* [Fragmento del documento]:
_ _ _

La segunda: siento tener que abundar en una hipótesis que cada vez me parece más clara, y que está relacionada con el hilo de fondo de la citada ceremonia de inauguración. Esta época que termina, la modernidad occidental, no ha sido una etapa de luminosa fe, sino de politeísmo de chichinabo tintado de formas cristianas, desde las basílicas y catedrales hasta las monarquías, desde las cada vez menos representativas democracias hasta la piedad popular, desde el arte (recordemos que Miguel Ángel lo mismo te esculpía un Jesucristo resucitado que un Baco con un sátiro) hasta los estadios olímpicos. Y, claro, una vez que se han barrido las formas cristianas, como podemos vislumbrar en Francia, lo que queda es solo ese Olimpo chupi calabazuqui cuyos dioses somos nosotros mismos envueltos en minúsculos trapitos de grotesco diseño.
La tercera: me parece muy surrealista que nuestros mitologizados magos modernistas de ideologías cadavéricas traten de convencer al mundo de que Édith Piaf vía Céline Dion, el festín de los dioses (o la draguicena), el fantasma de la ópera, un jinete metálico, María Antonieta cantando heavy metal con la cabeza en la mano, un globito de luz que vuela por los cielos o un desfile con el sello de diseñadores de moda autóctonamente esperpénticos definen la sociedad francesa actual. ¿Estamos locos, o qué? La realidad está, me parece, muy lejos de estas fantasías autoeróticas. Un tanto por ciento cada vez más amplio de la población de allí, y de aquí, es inmigrante de primera, segunda o tercera generación, y todas esas chorradas les importan, como a mí, un pimiento. Morrón. Y me atrevo a decir algo más: ellos son el pueblo francés. Ellos son los pobres a los que se ha echado de las calles porque estorbaban en esta ceremonia de alta alcurnia y aristocracia capitalista. Ellos son la mayoría silenciosa que no vota porque no se siente llamada a ello, y porque la democracia occidental ha dejado de ser ya representativa y está a punto, salvo milagro, de fenecer. Por último, ellos, aunque muchos todavía se nieguen a aceptarlo, son el futuro, porque prácticamente solo ellos están trayendo al mundo occidental las siguientes generaciones.

_ _ _

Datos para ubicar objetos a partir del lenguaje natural
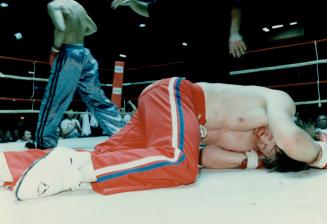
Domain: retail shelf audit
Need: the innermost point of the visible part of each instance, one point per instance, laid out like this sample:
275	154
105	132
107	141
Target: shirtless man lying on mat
239	126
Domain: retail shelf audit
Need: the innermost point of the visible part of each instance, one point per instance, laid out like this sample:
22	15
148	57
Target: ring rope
318	76
278	67
6	76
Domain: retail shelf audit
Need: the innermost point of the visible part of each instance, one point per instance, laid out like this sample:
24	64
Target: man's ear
259	131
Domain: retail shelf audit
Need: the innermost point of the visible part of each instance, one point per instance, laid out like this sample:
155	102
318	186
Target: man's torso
233	113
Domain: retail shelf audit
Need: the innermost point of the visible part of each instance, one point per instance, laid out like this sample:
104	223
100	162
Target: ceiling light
4	5
265	29
277	26
18	36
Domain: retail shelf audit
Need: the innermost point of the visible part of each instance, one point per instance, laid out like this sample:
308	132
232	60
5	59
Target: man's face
266	143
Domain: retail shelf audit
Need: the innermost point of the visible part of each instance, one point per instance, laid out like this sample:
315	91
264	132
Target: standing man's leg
59	93
89	89
158	148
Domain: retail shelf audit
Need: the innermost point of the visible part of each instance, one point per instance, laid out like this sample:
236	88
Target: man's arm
237	46
214	157
293	140
139	7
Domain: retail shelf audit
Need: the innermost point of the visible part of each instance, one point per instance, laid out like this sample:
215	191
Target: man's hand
116	3
237	47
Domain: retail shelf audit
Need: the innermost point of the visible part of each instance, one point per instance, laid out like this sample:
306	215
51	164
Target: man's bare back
71	22
234	112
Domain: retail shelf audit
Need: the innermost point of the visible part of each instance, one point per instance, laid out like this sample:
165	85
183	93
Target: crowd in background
73	125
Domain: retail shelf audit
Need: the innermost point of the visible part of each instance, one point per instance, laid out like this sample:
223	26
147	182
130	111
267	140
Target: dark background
155	52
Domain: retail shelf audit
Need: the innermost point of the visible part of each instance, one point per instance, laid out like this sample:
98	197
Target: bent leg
169	153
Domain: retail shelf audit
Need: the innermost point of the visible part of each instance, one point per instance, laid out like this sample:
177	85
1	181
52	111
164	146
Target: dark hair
283	163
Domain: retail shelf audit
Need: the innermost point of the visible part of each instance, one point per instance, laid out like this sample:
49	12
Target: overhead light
265	29
18	36
122	55
4	5
277	26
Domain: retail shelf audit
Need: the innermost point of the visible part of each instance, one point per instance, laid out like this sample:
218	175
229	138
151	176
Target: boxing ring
218	196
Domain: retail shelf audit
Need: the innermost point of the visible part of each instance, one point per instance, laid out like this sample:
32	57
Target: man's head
275	158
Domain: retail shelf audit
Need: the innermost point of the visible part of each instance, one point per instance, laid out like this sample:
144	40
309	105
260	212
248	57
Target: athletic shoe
56	172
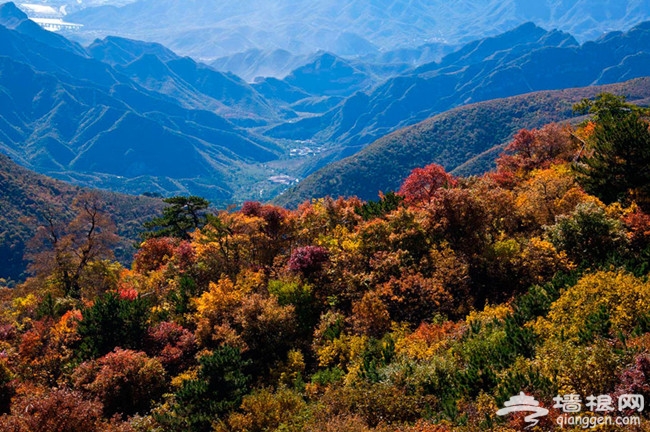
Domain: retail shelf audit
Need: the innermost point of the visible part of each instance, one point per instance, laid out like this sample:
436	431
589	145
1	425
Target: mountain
210	29
473	133
79	119
25	196
194	85
253	63
522	60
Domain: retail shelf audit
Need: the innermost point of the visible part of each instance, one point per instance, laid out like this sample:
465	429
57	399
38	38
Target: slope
213	28
523	60
449	139
80	119
25	196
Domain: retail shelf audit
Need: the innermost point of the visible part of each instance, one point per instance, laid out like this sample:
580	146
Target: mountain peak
10	16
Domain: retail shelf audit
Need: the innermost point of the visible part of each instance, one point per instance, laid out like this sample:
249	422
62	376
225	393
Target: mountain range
129	127
209	29
465	140
135	117
26	196
522	60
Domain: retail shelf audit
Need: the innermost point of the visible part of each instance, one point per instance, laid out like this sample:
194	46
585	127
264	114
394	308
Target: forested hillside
467	139
424	311
28	199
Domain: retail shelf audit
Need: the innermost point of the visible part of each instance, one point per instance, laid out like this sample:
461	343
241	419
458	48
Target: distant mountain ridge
209	29
25	196
474	133
522	60
134	116
76	118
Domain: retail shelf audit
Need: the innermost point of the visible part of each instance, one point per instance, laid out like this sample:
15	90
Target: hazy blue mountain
79	119
465	140
211	29
275	63
522	60
25	196
192	84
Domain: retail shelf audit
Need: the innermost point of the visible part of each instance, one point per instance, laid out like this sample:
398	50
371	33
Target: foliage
179	218
426	313
615	166
421	185
112	322
219	386
71	248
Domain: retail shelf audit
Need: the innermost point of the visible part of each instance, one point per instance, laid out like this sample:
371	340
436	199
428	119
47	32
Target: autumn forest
423	311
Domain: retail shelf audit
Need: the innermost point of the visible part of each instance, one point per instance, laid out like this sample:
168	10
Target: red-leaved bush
124	381
308	259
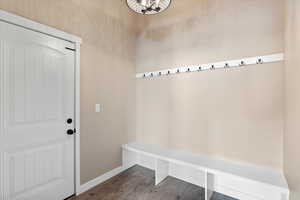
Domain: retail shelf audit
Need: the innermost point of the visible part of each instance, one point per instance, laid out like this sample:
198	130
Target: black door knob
69	121
70	132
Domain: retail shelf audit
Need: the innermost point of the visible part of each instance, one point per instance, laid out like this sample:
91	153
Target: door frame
44	29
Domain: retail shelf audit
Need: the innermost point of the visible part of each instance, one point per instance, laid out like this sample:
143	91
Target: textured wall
232	114
107	71
292	98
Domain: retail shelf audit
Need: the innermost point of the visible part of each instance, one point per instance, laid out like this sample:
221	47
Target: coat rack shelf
213	66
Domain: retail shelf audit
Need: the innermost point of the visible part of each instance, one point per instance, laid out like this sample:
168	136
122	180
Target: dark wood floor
137	183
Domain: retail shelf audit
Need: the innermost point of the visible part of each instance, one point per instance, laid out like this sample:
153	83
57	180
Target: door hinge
70	49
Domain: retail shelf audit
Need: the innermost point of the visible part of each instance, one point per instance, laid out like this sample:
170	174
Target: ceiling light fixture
148	7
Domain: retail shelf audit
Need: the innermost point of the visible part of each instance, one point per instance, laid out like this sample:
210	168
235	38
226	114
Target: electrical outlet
98	108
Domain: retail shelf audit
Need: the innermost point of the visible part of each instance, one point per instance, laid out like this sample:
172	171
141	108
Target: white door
36	99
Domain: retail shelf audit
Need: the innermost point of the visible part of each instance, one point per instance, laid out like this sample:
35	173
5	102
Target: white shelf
235	179
278	57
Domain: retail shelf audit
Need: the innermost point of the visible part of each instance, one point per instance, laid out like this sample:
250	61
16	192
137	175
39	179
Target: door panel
36	99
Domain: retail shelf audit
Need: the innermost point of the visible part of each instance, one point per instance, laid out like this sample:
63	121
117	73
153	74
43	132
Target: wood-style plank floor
137	183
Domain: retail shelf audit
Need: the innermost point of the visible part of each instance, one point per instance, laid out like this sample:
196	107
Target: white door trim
32	25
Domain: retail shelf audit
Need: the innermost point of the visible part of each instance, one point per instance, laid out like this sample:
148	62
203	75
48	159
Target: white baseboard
89	185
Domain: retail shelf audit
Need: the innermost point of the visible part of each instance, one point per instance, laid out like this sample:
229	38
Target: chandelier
148	7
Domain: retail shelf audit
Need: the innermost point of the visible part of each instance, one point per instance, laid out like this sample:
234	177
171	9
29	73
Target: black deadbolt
70	132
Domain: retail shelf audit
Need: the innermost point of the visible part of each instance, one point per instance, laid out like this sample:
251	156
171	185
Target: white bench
241	181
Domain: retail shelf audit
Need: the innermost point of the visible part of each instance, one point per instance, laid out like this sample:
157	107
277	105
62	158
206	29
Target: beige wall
292	98
107	71
232	114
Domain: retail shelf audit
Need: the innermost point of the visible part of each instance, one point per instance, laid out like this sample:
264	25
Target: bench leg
161	170
209	185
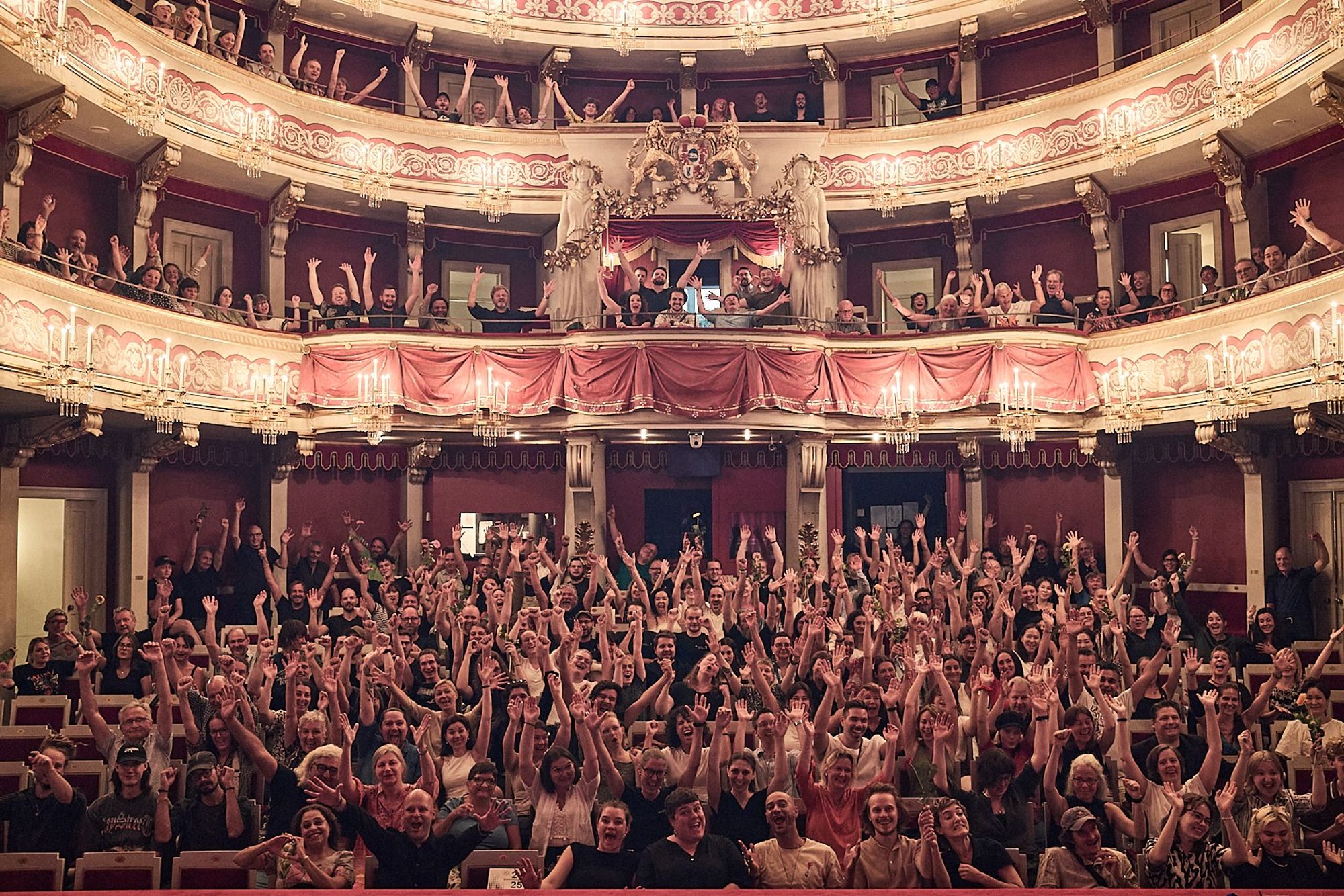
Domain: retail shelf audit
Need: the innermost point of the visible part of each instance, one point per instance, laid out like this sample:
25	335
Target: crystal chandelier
1018	416
1234	100
374	406
256	142
499	25
376	181
994	177
1329	377
268	414
493	199
1229	394
368	7
1120	139
751	29
882	19
40	44
67	382
163	402
626	32
900	417
490	420
1123	404
146	100
888	193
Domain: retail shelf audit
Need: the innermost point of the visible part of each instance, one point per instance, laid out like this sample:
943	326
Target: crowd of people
931	713
647	298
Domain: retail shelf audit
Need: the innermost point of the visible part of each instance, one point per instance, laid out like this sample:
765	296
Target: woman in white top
562	800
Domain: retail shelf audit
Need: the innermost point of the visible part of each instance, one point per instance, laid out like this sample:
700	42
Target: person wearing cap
212	816
123	820
1001	805
1081	862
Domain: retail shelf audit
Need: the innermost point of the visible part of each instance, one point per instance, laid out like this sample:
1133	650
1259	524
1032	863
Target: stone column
585	487
25	128
1097	205
1230	170
974	484
9	554
151	177
807	503
689	99
970	64
420	463
284	206
833	92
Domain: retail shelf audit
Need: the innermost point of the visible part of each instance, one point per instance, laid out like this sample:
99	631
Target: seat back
118	871
14	777
17	742
210	870
50	711
476	868
33	872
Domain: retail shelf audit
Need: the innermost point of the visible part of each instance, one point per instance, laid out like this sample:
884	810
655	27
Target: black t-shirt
595	870
509	322
987	856
193	586
41	683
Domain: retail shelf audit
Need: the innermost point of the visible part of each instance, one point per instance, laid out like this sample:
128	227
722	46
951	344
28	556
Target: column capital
823	62
283	14
29	437
1329	96
149	448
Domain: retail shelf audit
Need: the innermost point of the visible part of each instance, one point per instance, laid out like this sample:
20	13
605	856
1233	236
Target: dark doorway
670	514
889	496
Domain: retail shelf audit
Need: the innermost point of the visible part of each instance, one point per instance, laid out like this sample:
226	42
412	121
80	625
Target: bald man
788	860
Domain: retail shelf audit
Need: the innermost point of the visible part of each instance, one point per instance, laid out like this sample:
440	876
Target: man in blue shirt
1288	592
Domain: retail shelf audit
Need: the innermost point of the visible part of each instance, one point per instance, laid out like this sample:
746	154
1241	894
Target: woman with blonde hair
1275	863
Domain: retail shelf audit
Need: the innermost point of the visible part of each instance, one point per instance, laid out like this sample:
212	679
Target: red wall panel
85	199
1017	69
322	496
450	494
1171	498
1011	253
178	492
1022	498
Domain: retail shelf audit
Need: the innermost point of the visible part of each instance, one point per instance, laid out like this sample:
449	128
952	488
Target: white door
183	244
1318	506
62	545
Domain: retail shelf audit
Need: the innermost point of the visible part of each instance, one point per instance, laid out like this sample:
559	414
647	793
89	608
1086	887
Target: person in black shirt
48	815
608	866
944	99
415	858
690	858
501	318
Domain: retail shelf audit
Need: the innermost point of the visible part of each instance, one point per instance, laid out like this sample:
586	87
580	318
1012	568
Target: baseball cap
131	756
1076	817
201	761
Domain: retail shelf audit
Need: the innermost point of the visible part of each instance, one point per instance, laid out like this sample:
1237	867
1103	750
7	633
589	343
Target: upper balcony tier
1044	144
623	381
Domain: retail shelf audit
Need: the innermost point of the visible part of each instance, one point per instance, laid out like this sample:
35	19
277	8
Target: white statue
579	288
811	287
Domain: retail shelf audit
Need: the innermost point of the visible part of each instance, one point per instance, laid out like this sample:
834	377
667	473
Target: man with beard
657	294
691	858
790	860
212	817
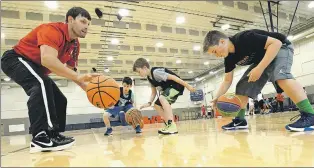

_ _ _

Transcribe sin cambiar nada el tramo del texto sobre la ceremonia de inauguración que va desde "La segunda: siento" hasta "de grotesco diseño.".

* [Solución propuesta]:
La segunda: siento tener que abundar en una hipótesis que cada vez me parece más clara, y que está relacionada con el hilo de fondo de la citada ceremonia de inauguración. Esta época que termina, la modernidad occidental, no ha sido una etapa de luminosa fe, sino de politeísmo de chichinabo tintado de formas cristianas, desde las basílicas y catedrales hasta las monarquías, desde las cada vez menos representativas democracias hasta la piedad popular, desde el arte (recordemos que Miguel Ángel lo mismo te esculpía un Jesucristo resucitado que un Baco con un sátiro) hasta los estadios olímpicos. Y, claro, una vez que se han barrido las formas cristianas, como podemos vislumbrar en Francia, lo que queda es solo ese Olimpo chupi calabazuqui cuyos dioses somos nosotros mismos envueltos en minúsculos trapitos de grotesco diseño.